%%

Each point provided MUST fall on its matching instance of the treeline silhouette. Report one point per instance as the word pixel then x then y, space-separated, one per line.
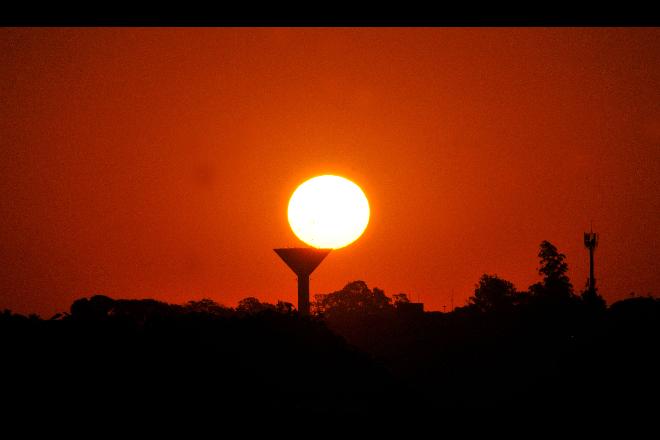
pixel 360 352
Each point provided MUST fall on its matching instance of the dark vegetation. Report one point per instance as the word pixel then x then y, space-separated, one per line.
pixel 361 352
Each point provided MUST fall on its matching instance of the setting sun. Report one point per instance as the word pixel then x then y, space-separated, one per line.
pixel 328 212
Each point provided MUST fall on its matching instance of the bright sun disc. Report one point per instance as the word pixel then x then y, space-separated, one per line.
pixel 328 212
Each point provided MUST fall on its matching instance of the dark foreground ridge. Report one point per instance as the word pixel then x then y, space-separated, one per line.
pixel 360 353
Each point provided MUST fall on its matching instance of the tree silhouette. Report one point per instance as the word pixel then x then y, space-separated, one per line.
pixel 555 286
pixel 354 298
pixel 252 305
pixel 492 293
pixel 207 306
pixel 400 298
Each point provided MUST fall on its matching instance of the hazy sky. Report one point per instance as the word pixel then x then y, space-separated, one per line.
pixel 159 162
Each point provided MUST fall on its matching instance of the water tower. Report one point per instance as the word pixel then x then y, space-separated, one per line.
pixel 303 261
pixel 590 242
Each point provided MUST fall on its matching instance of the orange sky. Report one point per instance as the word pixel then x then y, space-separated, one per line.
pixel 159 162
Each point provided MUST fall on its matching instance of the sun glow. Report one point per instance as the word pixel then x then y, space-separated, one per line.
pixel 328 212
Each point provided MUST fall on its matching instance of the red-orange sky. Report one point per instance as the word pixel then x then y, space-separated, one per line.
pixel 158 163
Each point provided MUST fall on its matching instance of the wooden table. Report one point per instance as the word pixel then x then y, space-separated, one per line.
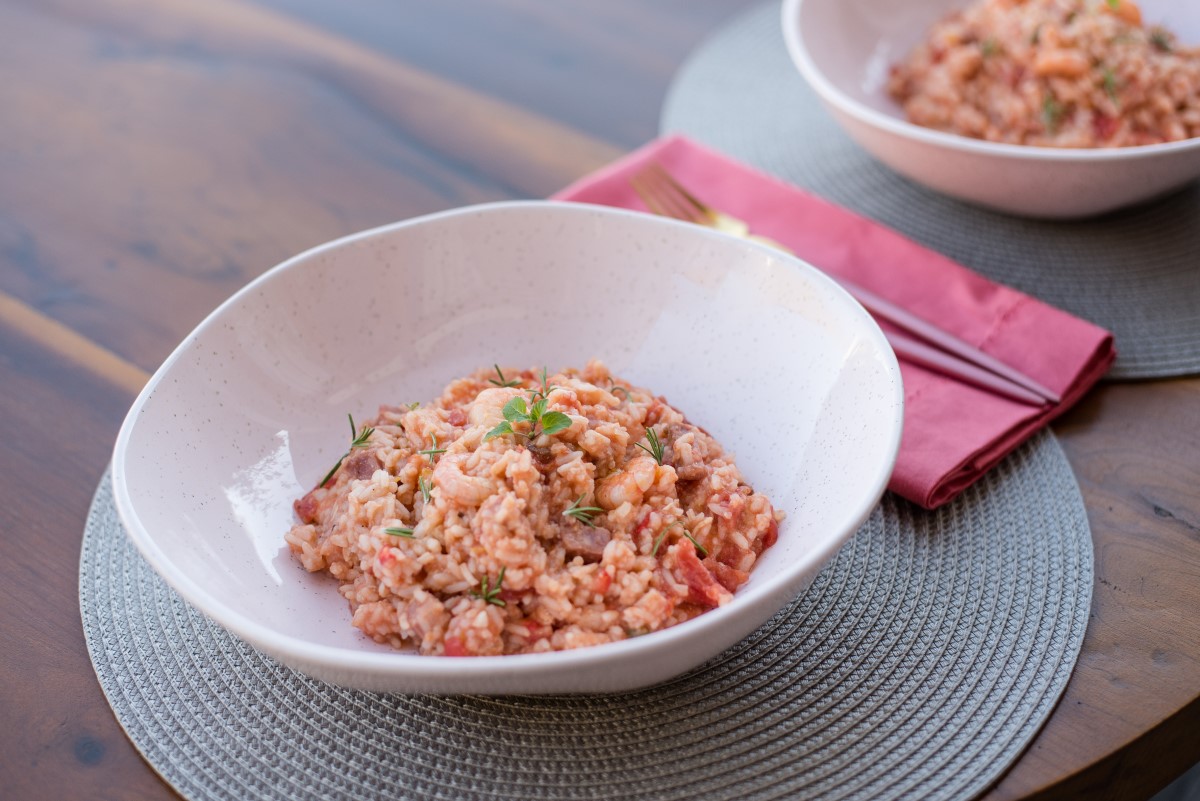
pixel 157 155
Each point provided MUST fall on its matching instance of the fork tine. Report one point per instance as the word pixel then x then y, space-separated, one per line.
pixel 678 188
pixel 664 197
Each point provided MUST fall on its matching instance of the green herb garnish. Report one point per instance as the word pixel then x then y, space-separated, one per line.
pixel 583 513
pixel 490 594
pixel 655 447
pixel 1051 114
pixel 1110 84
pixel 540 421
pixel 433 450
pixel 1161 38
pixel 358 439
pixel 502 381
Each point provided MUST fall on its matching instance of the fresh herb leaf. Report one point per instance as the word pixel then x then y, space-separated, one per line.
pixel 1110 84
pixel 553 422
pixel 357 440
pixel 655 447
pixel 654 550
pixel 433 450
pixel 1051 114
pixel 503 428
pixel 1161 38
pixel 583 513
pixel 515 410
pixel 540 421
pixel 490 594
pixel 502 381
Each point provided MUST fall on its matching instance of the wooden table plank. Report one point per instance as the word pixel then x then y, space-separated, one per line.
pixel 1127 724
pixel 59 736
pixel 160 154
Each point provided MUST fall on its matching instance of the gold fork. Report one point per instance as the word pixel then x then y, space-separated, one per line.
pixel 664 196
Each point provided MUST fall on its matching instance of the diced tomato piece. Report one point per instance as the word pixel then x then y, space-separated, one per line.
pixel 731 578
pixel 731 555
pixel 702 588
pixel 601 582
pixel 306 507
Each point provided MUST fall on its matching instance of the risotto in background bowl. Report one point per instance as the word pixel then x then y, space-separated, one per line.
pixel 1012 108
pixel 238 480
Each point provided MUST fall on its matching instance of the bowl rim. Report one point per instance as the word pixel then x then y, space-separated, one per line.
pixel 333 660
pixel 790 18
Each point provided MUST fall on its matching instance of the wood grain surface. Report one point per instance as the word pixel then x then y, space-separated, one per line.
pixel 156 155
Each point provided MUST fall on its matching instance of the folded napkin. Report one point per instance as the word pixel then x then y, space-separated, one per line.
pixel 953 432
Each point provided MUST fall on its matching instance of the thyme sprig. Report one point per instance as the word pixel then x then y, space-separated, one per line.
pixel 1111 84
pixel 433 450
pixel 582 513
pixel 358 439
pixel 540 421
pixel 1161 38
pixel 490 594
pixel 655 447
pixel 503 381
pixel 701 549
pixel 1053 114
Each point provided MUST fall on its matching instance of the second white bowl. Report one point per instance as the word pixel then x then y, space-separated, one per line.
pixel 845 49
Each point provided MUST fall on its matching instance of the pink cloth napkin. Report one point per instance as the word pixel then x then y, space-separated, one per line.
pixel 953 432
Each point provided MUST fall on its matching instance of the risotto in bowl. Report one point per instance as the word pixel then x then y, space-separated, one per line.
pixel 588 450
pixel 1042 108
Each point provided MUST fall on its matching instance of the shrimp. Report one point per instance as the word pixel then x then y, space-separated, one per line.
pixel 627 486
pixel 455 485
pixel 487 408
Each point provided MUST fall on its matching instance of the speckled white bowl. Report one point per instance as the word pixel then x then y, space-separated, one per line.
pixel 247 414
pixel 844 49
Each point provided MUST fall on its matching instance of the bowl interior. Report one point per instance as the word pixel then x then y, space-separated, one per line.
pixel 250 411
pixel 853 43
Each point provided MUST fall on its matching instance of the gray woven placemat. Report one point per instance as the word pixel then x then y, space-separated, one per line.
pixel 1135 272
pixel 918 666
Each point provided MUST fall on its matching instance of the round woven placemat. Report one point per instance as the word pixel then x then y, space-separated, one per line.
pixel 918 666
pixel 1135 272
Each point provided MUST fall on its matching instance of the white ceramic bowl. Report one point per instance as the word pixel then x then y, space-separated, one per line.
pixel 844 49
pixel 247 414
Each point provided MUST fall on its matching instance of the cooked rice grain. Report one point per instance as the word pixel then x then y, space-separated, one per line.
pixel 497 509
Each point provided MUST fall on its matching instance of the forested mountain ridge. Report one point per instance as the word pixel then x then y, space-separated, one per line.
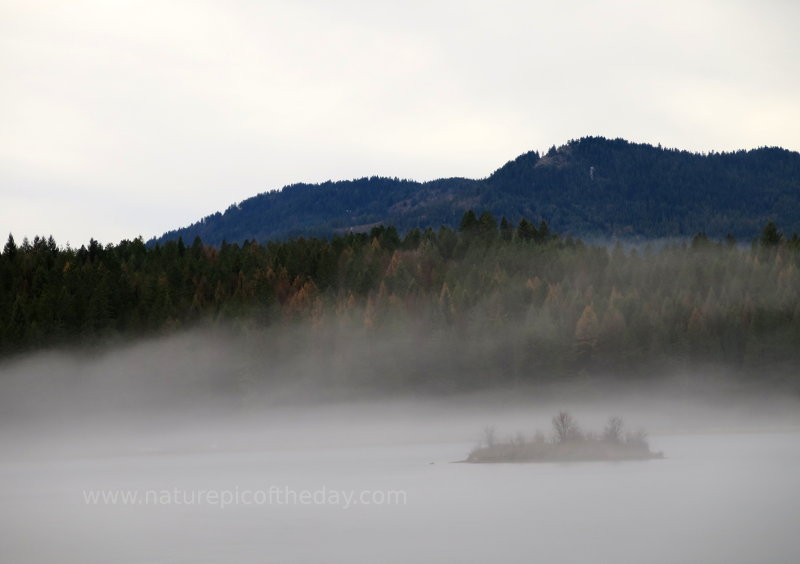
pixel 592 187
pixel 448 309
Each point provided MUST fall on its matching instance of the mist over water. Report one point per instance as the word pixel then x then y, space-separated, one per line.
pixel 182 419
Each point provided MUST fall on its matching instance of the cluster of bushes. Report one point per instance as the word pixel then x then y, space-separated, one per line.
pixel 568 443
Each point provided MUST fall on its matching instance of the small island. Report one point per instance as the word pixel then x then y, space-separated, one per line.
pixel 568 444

%%
%%

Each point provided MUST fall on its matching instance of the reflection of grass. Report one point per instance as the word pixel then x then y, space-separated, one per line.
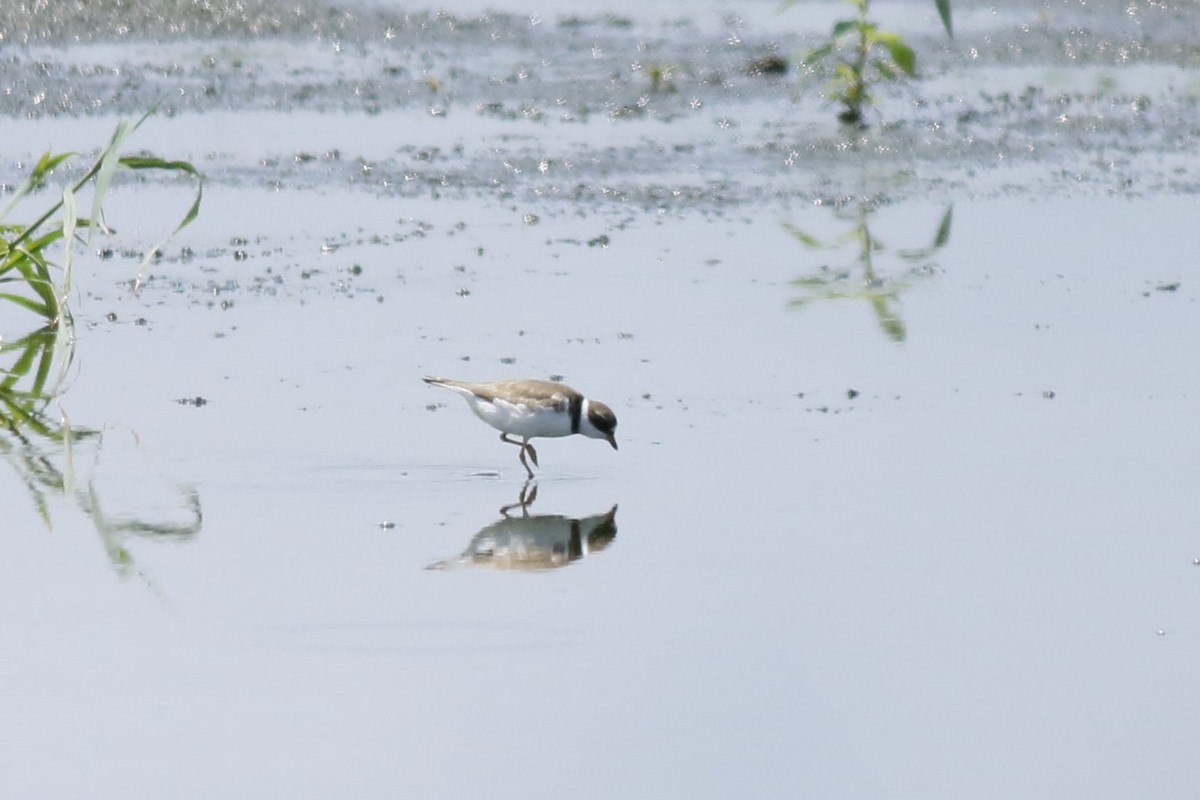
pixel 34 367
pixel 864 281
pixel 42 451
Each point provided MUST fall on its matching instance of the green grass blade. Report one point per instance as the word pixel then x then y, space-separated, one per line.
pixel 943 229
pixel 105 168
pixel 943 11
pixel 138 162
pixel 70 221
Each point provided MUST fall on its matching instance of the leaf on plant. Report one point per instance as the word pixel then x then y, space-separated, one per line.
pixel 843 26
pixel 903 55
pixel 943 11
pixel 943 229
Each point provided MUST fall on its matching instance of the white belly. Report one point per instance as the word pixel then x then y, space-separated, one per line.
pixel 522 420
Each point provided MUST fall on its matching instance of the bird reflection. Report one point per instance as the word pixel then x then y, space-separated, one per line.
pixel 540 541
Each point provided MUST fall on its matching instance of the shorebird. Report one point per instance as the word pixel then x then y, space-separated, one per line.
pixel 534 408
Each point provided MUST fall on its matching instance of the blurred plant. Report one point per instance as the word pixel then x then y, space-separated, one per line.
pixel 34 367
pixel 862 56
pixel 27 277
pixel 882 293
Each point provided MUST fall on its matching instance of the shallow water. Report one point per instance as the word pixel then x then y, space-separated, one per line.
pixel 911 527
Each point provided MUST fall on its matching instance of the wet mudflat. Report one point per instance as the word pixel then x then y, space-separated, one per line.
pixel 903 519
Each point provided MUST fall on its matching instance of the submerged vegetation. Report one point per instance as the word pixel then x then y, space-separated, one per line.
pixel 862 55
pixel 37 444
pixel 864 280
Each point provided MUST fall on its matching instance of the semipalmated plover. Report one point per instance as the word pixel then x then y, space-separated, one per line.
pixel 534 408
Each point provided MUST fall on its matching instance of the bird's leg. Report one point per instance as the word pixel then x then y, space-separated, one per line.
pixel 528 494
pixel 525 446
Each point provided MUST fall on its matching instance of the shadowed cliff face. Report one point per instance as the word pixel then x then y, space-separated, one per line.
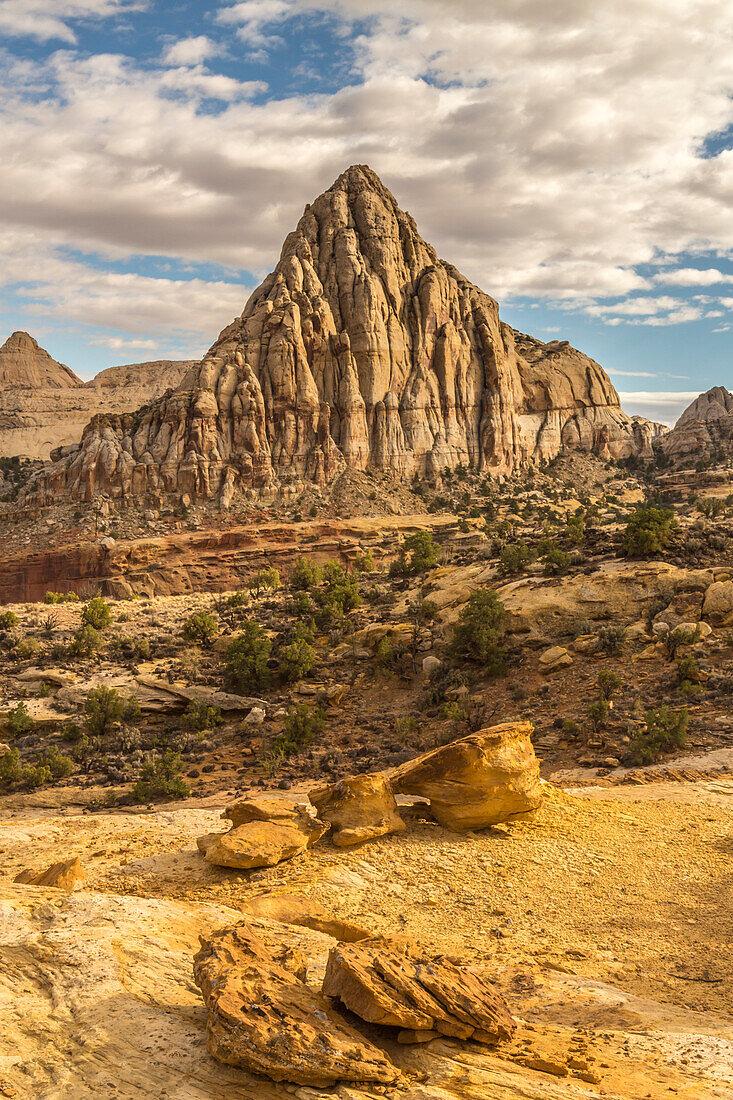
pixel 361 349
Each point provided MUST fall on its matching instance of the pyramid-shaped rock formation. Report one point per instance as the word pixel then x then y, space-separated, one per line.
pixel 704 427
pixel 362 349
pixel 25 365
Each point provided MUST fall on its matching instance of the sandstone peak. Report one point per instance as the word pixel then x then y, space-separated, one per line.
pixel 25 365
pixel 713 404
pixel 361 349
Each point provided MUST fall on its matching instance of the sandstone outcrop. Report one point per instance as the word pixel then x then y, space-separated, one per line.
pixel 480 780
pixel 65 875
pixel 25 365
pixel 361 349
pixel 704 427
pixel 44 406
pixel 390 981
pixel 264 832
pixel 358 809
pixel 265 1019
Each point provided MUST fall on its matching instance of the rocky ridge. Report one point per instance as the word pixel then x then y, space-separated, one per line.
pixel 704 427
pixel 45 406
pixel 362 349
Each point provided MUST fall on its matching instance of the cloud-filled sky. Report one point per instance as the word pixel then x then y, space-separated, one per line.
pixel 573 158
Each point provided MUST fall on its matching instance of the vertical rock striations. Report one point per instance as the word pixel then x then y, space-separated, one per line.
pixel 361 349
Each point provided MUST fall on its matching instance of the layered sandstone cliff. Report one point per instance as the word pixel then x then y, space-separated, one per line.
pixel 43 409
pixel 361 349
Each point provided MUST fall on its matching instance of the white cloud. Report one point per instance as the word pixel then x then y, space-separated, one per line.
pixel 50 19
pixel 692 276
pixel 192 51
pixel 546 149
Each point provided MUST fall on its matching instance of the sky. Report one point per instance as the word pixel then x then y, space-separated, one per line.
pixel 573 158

%%
%%

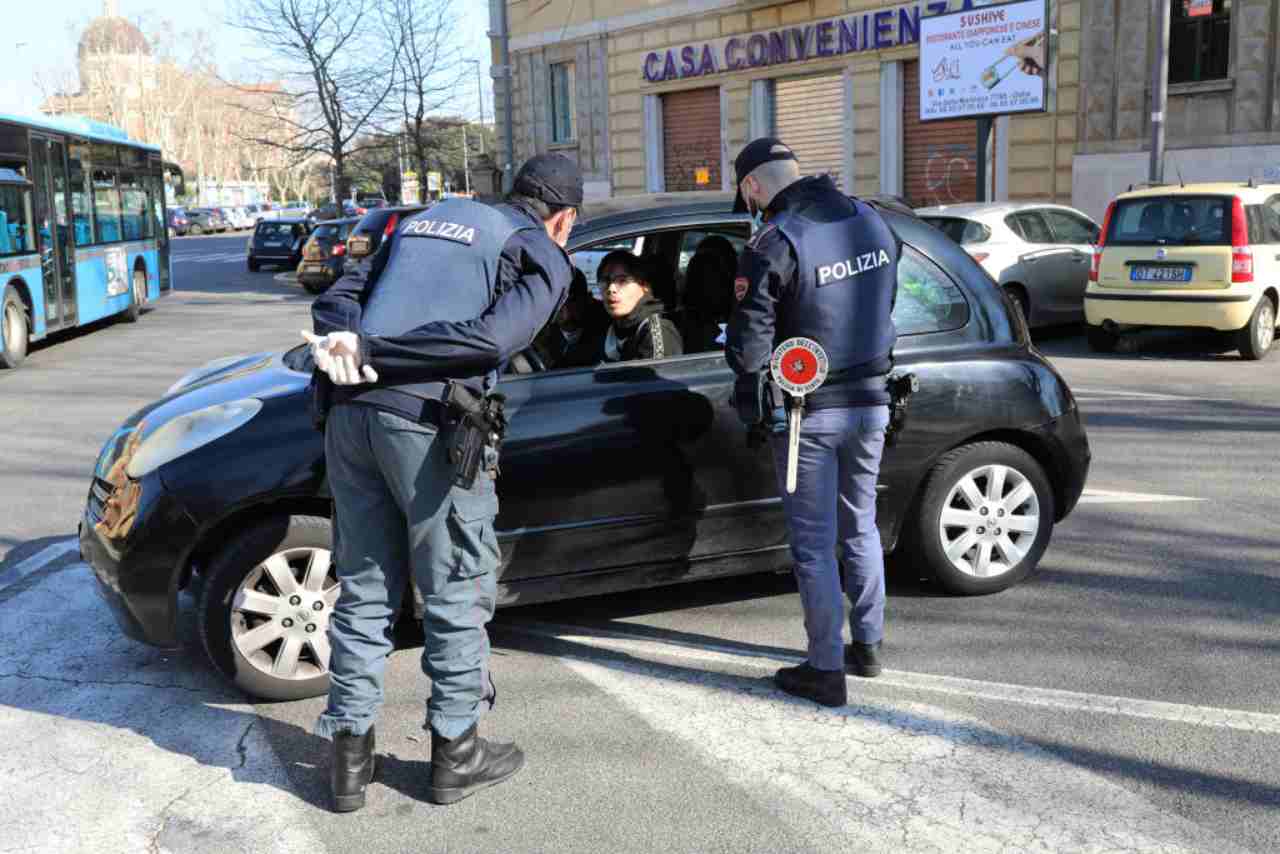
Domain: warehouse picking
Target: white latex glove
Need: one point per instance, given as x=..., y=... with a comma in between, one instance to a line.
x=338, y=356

%%

## Instructions to follow
Can you recast the material as a JSON list of strings, starting at the line that contains "of the treeline" and ending at the line that contains "pixel 590 242", both lines included? Give one string per line, drop any blank lines, and leave the pictures out.

## Answer to the task
[
  "Each point provided MUST fall on its matching instance of the treeline silhouette. Report one point per instance as the word pixel then x then y, space-separated, one per line.",
  "pixel 360 352",
  "Each point provided MUST fall on its matching instance of the dark vegetation. Report one point per instance as the word pixel then x then y, space-separated, one per line.",
  "pixel 361 352",
  "Each point provided MUST fall on its matching instance of the setting sun. Report one point per instance as the word pixel then x then y, space-separated, one per line.",
  "pixel 328 212",
  "Each point provided MUST fall on its matching instance of the bright sun disc. Report one point per instance as the word pixel then x then y, space-separated, one per line.",
  "pixel 328 212",
  "Each point provided MUST fall on its matching instance of the dark foreground ridge. Report one point per instance as the word pixel then x then y, space-separated, one per line.",
  "pixel 360 353",
  "Each point provided MUST fall on its matching instance of the tree silhouette. Report one point per instance as the word pixel then x then y, space-separated, one per line.",
  "pixel 555 286",
  "pixel 354 298",
  "pixel 252 305",
  "pixel 492 293",
  "pixel 207 306",
  "pixel 400 298",
  "Each point provided MUST fall on its matching instance of the hazy sky. Report one point per instance as the word pixel then x then y, space-separated, one per line.",
  "pixel 159 162",
  "Each point provided MUST fall on its matching instance of the water tower. Report one point per instance as the word pixel then x then y, space-separated, one per line.",
  "pixel 303 261",
  "pixel 590 242"
]